* Work instructions *
Pull out every line below that contains the word "white" and copy each one in full. Case counts.

* Data in this exercise *
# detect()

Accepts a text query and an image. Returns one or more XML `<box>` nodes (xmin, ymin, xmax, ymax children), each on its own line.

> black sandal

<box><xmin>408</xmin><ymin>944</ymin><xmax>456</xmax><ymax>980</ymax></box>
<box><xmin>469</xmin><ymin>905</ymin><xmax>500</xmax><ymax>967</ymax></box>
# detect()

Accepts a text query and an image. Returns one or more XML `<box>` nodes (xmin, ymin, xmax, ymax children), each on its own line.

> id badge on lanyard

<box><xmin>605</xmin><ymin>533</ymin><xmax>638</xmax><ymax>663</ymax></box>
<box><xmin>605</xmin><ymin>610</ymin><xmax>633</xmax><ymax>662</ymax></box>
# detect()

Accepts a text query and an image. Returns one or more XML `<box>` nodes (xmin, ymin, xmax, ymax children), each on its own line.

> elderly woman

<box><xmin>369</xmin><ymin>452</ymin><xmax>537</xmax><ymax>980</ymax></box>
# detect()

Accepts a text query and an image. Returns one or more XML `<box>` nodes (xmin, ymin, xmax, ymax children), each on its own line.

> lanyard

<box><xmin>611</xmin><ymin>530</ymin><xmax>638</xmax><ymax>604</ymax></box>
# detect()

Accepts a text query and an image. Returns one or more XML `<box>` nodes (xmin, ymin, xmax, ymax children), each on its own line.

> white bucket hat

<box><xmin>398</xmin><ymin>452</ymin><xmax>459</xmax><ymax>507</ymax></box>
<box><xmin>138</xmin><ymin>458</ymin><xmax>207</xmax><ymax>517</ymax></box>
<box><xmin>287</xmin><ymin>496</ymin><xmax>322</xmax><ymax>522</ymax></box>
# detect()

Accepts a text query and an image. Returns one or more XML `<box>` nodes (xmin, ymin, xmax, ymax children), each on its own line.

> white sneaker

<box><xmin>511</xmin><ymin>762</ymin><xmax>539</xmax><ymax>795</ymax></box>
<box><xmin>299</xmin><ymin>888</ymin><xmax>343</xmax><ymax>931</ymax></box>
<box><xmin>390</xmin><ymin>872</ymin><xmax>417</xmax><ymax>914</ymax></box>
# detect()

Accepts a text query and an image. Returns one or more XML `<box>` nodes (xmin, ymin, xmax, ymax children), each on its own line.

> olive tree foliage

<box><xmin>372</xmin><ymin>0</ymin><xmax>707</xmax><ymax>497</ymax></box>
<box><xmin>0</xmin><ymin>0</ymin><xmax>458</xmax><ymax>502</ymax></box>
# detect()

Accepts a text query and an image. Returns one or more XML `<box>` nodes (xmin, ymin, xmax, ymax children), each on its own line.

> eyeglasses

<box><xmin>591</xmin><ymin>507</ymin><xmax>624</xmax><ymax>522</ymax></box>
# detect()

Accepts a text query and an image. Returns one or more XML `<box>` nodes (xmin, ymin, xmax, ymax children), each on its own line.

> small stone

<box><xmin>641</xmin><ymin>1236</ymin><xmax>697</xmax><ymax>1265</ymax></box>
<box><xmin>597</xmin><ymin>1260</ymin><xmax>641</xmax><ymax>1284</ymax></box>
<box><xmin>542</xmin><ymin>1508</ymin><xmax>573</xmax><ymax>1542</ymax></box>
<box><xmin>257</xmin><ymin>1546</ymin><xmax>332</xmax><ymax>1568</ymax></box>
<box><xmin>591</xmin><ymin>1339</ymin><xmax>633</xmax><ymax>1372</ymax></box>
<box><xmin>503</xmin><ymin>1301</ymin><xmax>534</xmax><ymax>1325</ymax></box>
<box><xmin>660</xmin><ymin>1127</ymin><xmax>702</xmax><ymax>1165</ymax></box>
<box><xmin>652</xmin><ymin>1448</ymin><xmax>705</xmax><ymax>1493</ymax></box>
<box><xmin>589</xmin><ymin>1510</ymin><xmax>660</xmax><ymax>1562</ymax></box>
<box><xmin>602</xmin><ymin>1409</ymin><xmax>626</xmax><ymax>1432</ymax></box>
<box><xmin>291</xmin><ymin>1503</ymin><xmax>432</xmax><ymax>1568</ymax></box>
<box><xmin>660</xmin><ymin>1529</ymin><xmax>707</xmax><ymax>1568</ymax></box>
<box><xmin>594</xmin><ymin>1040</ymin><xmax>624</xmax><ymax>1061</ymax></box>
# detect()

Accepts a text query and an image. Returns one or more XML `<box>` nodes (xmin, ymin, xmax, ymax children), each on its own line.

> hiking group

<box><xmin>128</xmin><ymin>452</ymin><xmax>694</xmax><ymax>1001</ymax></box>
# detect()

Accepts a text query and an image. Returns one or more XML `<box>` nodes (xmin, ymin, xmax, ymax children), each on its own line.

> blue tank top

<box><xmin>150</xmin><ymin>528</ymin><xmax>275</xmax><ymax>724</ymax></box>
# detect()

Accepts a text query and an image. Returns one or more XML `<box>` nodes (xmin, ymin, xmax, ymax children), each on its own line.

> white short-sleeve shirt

* Written solution *
> white bucket hat
> white sneaker
> white short-sleeve shirt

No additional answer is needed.